- [Prompt]
From the entries that follow, reproduce exactly and only the lines from the line with "Query: blue sky" to the line with "Query: marble statue", endpoints included.

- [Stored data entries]
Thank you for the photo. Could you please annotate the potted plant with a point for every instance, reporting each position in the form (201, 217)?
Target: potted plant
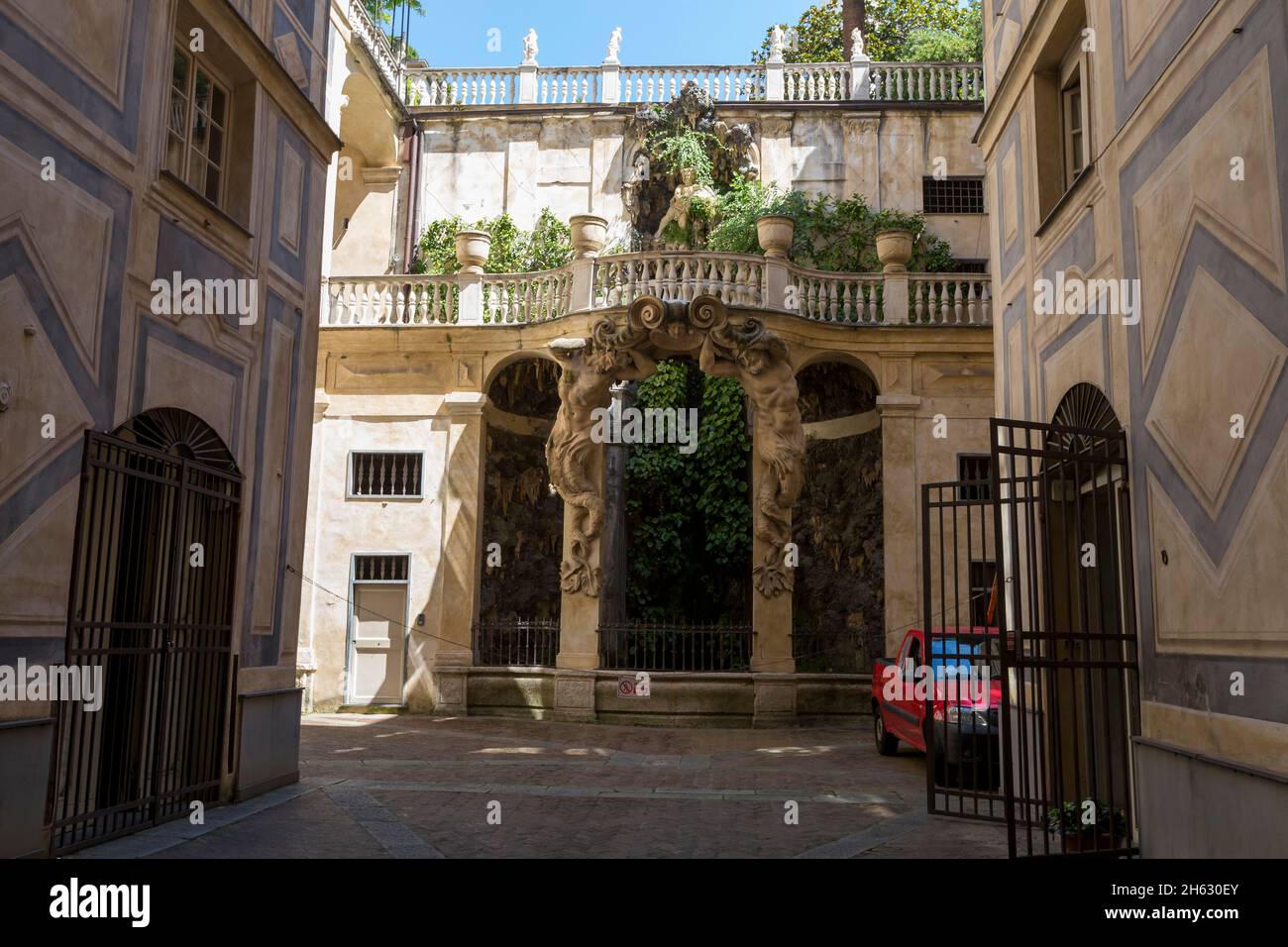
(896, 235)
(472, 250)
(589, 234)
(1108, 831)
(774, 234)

--

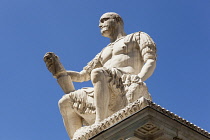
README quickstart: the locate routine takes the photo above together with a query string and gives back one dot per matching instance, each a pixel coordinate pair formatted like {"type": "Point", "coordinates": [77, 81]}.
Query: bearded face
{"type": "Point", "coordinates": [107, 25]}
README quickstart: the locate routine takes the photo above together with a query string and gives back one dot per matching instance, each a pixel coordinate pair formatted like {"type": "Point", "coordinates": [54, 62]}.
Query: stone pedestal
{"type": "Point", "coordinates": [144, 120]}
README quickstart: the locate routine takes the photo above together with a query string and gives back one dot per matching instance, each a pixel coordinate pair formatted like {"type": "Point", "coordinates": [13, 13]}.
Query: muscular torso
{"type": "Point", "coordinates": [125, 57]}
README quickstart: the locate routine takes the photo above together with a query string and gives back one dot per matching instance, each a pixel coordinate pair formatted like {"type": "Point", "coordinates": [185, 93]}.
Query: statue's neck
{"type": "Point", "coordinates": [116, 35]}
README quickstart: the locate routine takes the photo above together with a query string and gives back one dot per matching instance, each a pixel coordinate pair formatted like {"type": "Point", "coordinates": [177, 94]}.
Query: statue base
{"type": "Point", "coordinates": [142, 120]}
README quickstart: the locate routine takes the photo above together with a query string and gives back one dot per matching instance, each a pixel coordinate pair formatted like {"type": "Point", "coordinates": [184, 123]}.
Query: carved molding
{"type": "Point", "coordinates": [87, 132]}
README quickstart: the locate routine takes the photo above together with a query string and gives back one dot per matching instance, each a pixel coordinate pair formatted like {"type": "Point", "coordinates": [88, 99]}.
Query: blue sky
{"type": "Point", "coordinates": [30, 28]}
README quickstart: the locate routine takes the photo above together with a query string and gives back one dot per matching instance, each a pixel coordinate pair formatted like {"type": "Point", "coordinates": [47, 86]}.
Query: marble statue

- [Your response]
Query: blue sky
{"type": "Point", "coordinates": [30, 28]}
README quickstart: the locate routine takes the photo above together with a query string and gives back one dot per matching instance, each a pixel coordinate pair formatted like {"type": "Point", "coordinates": [47, 86]}.
Query: marble statue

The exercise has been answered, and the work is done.